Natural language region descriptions

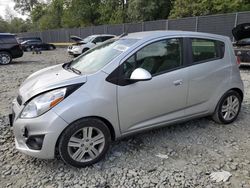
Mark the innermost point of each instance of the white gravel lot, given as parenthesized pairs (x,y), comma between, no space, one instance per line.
(194,149)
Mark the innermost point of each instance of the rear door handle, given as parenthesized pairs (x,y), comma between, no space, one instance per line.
(178,82)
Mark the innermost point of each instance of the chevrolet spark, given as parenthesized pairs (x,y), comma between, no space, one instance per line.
(128,84)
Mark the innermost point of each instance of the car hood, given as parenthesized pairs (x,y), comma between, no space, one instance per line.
(241,31)
(76,38)
(48,79)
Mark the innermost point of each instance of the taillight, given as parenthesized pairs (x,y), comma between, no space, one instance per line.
(238,60)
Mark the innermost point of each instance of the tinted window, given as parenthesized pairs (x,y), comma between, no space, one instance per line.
(8,39)
(98,39)
(106,38)
(205,50)
(156,58)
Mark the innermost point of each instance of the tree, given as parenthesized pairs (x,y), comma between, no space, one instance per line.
(146,10)
(25,6)
(3,25)
(189,8)
(112,12)
(81,12)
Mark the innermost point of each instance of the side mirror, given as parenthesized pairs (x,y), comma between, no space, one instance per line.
(140,74)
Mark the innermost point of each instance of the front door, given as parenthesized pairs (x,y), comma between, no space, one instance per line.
(161,99)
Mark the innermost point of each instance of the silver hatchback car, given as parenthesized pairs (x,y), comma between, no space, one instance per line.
(128,84)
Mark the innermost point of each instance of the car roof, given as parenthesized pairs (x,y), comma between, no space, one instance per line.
(163,33)
(7,34)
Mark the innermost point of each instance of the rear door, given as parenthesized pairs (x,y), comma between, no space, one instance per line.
(146,104)
(207,69)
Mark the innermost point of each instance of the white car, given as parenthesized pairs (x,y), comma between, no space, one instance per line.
(83,45)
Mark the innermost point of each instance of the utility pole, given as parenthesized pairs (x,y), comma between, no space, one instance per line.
(124,13)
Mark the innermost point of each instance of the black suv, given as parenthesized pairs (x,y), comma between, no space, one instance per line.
(9,48)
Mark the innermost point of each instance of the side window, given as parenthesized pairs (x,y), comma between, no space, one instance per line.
(9,40)
(205,50)
(97,39)
(106,38)
(156,58)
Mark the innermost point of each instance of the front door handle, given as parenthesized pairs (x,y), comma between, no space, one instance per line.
(178,82)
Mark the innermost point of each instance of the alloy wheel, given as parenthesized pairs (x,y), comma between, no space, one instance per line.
(230,107)
(86,144)
(4,59)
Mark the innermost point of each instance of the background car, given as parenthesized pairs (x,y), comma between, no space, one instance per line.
(22,39)
(31,44)
(242,45)
(83,45)
(9,48)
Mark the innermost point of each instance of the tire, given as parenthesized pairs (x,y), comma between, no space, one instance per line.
(85,50)
(228,108)
(83,150)
(51,48)
(5,58)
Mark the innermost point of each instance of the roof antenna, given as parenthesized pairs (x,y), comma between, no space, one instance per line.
(122,35)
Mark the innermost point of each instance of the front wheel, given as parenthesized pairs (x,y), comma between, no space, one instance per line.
(228,108)
(84,142)
(5,58)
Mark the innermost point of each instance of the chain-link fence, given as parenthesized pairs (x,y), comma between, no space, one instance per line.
(217,24)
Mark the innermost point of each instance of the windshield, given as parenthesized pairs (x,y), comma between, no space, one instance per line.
(88,39)
(96,58)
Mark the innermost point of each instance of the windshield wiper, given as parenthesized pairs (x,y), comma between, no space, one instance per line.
(75,70)
(68,67)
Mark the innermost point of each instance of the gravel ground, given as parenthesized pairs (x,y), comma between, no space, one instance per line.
(192,150)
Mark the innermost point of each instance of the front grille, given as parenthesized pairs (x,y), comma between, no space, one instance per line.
(19,100)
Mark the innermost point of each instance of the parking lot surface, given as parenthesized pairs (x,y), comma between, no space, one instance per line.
(181,155)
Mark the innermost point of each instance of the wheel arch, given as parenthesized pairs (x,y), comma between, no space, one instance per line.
(238,91)
(109,125)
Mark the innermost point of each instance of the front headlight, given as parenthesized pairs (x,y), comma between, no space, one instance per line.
(42,103)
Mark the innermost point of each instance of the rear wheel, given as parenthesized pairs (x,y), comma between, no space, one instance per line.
(228,108)
(5,58)
(84,142)
(51,48)
(28,49)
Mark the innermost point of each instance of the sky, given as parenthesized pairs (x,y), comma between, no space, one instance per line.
(8,3)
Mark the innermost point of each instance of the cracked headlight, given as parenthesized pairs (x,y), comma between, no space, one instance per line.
(42,103)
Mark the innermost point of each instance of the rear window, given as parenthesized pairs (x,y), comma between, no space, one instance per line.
(8,39)
(206,50)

▶ _THE PROBLEM_
Make an exact copy of every entry above, minus the images.

▶ _RESULT OF THIS TASK_
Mark the innermost point of each instance of the white gravel lot, given as parenthesized pairs (x,y), comma between, no space, one instance per line.
(194,149)
Mark the innermost point of each instance of the rear door handle, given as parenthesized pairs (x,y), comma between, no space, one instance per line.
(178,82)
Mark the innermost point of each instance of the chevrolet spark, given as parenthesized pairs (x,y), comma between, no space, one instance per line.
(128,84)
Mark the innermost point of each instance of the car hood, given as parenthesized pairs (x,y), comma between, no space, one instance per line.
(241,31)
(76,38)
(48,79)
Mark the innermost point of each instance of the taillight, given as parenthesized pairs (x,y), comma between, no space, one instance per line.
(238,60)
Mark the innermost point of each instance of the tinted window, given as parenthesized pairs (x,y), comma between, no space, one instance per line.
(8,39)
(98,39)
(106,38)
(205,50)
(156,58)
Mark the innermost point of each instance of the tree, given as parenthesized pairs (x,y), comma between, no space, one instance per line.
(146,10)
(25,6)
(3,25)
(189,8)
(112,12)
(81,12)
Mark the innermost point of each instance of the side mirror, given as parenthesized pairs (x,y), comma between, no space, one instance per line.
(140,74)
Mark the innermost point of each instance of the front door, given as parenthesized pairs (x,y), comma between, no space, one instance per line.
(161,99)
Mark the innermost point of each instance of the silver hatchback car, given as parenthesized pairs (x,y), comma between, no space, one instance per line.
(128,84)
Mark the innermost point of each instance of the car roof, given as parenthesized pairs (x,y), comma between, no space, one instance per line.
(163,33)
(7,34)
Mark the innermost point of each instance of the rear door, given as parenthesized pairs (x,y), comma between, no space, one instance per line.
(146,104)
(207,69)
Mark the innermost point of each instance of the white car, given as parenthesized pairs (x,y), comma between, no space, one instance per line.
(83,45)
Mark the innermost point of each instance of the utility pole, given as parenthesized pairs (x,y), comma between, no space, one instance per line.
(124,13)
Mark the innermost point of each instance of the black suv, given as parenthesized pairs (x,y), comma between, no space, one instance per line.
(9,48)
Mark the innermost point of each instance of the side window, given as parenthesized pairs (x,y), comma between, no space, one instance per line.
(9,40)
(205,50)
(97,39)
(106,38)
(156,58)
Mark the innermost point of each instance of the front door handle, given as parenthesized pairs (x,y), comma between, no space, one instance per line.
(178,82)
Mark the innermost point of each instance of the alloy wheel, given as parenthesized pairs (x,y), comma between, no space, one instance per line.
(230,107)
(86,144)
(4,59)
Mark the innermost point of each instance of the background car, given as parenthesized pairs (x,y), comma between, no space, one instance per line.
(22,39)
(31,44)
(242,45)
(83,45)
(9,48)
Mark the innermost point of each instance of the tire, given as parenthesized pairs (x,y), comma between, no space, one instance per line.
(85,50)
(228,108)
(83,150)
(51,48)
(5,58)
Mark the innermost point of each instance of the roof antenna, given as parenthesized pairs (x,y), comma between, no space, one instance per line.
(122,35)
Mark the innermost point of each instance of the front wheel, given as parenthesized pairs (x,y), comma between, no space, one instance per line.
(228,108)
(84,142)
(5,58)
Mark the innermost point of each instance of the chain-link fence, given as parenthesized pairs (x,y), comma between, no space, one instance per line.
(217,24)
Mark the innermost point of each instance of the windshield, given as parenthesized pairs (x,y), comma between, no space, one instance per line.
(88,39)
(96,58)
Mark the innermost point of each instance of the windshield wiper, given as parenthesized pairs (x,y), comma between, no space, one instance per line.
(75,70)
(68,67)
Mark the innermost point of each instance of the gravel ground, given as parenthesized pairs (x,y), comma between, no space, one instance per line.
(192,150)
Mark the innermost point of each instance of the front grille, given as parenthesized pairs (x,y), comma between, no space, one instance per line.
(19,100)
Mark the innermost point of each instance of the parking lot surface, given as parenthesized pairs (x,y), comma between, no space, one instance per line.
(181,155)
Mark the innermost point of each instance of the wheel arch, given as parenthesized pairs (x,y), comma between, no space, one instance per line.
(238,91)
(109,125)
Mark the innermost point of each instance of the front headlight, given as parenthesized pairs (x,y), comma between, no space, one instance per line.
(42,103)
Mark the innermost point of each instance of the rear wheel, given as parenthesized pairs (x,y), comma between, no space, one instance per line.
(228,108)
(5,58)
(84,142)
(51,48)
(28,49)
Mark the innermost point of each instance of the sky, given as parenthesized pairs (x,y), comma between, no space, one instance per line.
(8,3)
Mark the innermost point of each instance of the cracked headlight, given as parenthesized pairs (x,y), comma between, no space, one instance per line.
(42,103)
Mark the innermost point of each instance of the rear window, given as parenthesized pairs (x,y), comma between, no space, one instance per line.
(8,39)
(206,50)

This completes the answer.